begin STORED ROWS

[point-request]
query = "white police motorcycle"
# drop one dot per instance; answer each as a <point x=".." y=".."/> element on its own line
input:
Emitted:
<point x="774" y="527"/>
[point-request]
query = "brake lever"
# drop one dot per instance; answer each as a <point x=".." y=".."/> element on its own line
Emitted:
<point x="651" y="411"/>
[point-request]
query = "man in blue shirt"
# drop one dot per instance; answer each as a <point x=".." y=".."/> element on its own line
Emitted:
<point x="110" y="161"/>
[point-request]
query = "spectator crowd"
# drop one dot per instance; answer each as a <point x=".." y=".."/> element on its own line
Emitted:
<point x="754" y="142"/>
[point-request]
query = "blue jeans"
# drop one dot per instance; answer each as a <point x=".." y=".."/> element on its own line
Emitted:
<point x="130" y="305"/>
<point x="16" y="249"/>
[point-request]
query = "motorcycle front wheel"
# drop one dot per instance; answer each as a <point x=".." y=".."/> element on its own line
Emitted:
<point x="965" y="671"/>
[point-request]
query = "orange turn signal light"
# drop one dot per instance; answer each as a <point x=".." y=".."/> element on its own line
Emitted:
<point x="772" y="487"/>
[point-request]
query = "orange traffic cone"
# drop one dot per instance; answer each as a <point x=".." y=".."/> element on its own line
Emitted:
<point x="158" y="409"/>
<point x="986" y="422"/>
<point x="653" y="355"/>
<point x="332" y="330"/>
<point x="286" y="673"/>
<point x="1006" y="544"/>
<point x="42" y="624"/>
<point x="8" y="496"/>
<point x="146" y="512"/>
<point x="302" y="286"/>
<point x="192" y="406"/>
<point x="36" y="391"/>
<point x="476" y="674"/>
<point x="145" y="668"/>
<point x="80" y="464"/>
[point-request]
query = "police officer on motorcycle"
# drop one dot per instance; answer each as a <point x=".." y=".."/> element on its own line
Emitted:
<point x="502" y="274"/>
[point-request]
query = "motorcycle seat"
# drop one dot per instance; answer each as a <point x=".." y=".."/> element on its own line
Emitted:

end STORED ROWS

Output the listing above word for word.

[point-request]
query = "white police motorcycle"
# drop one dot per instance; answer each as a <point x=".." y=".."/> element on its own line
input:
Emitted:
<point x="774" y="527"/>
[point-request]
query = "brake lever"
# drop one dot per instance; answer each as a <point x=".." y=".."/> element on its own line
Emitted:
<point x="651" y="411"/>
[point-request]
query = "man in blue shirt"
# drop one dot per instance; answer each as a <point x=".." y=".."/> element on its own line
Emitted:
<point x="110" y="161"/>
[point-request]
query = "spectator crowd"
# drop one dot per instance; answer each as a <point x=".." y=".."/> element on its own line
Emitted:
<point x="754" y="142"/>
[point-request]
query = "blue jeans"
# drop one dot per instance; answer each as a <point x=".." y=".."/> element on its own line
Emitted:
<point x="130" y="305"/>
<point x="16" y="249"/>
[point-request]
query = "motorcycle front wheel"
# drop one dot per instance; answer each as a <point x=".." y=".."/> element on its own line
Emitted:
<point x="965" y="671"/>
[point-request]
query = "orange turn signal light"
# drop one dot per instance; answer each as a <point x=".." y=".."/> element on its own line
Emitted:
<point x="772" y="487"/>
[point-request]
query = "orange traffic cone"
# drop one dot per instance; answer each as a <point x=".." y=".."/> element on its own line
Emitted:
<point x="158" y="409"/>
<point x="986" y="422"/>
<point x="653" y="355"/>
<point x="332" y="330"/>
<point x="286" y="673"/>
<point x="1006" y="544"/>
<point x="42" y="624"/>
<point x="8" y="496"/>
<point x="146" y="512"/>
<point x="302" y="286"/>
<point x="192" y="406"/>
<point x="36" y="391"/>
<point x="476" y="674"/>
<point x="145" y="668"/>
<point x="80" y="464"/>
[point-request]
query = "police officer on motorcycle"
# drop one dot per instance; answer each as a <point x=".." y=".."/> element on its own line
Emitted:
<point x="502" y="274"/>
[point-request]
query = "motorcycle seat"
# drop one dot per instance; answer each as a <point x=".." y=".."/> element on its own line
Emitted:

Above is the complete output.